- [What you need to do]: Reproduce word for word everything in the passage about O'Scannlain from "The conference was" down to "politics and thought.".

- [Passage provided]:
The conference was a heady project: It convened 70 U.S. political leaders (including several senators and members of Congress) and 70 leaders from other NATO countries. Running the operation took him to the White House and into meetings with President Eisenhower and Vice President Richard Nixon. He became involved in “a lot of Republican things” during this period. He also grew close to William A. Rusher, the new publisher of the National Review, which would emerge as America’s preeminent journal of conservative politics and thought.

O’Scannlain matriculated at Harvard Law School in the fall of 1960, just weeks after the conference concluded. He describes his admission to Harvard as “a great turning point in my life.”

That is an understatement.  It was at Harvard, as a 2L, that O’Scannlain attended a spring meeting of the Harvard Young Republicans and met a confident young woman by the name of Maura Nolan. Miss Nolan was not a Harvard student.  She was a Stanford alumna and chief of staff to Dean Wesley Bevins, who oversaw the law school’s administrative functions.  She nevertheless ran for the post of chapter secretary and—inevitably, to all who know her—won the election.

- [Information provided]:
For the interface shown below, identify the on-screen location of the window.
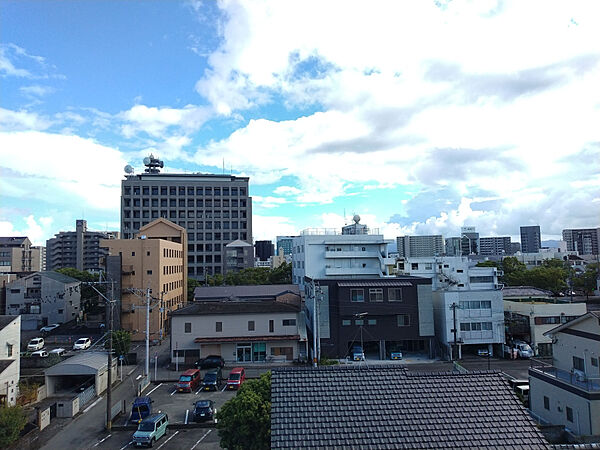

- [Worked answer]:
The conference was a heady project: It convened 70 U.S. political leaders (including several senators and members of Congress) and 70 leaders from other NATO countries. Running the operation took him to the White House and into meetings with President Eisenhower and Vice President Richard Nixon. He became involved in “a lot of Republican things” during this period. He also grew close to William A. Rusher, the new publisher of the National Review, which would emerge as America’s preeminent journal of conservative politics and thought.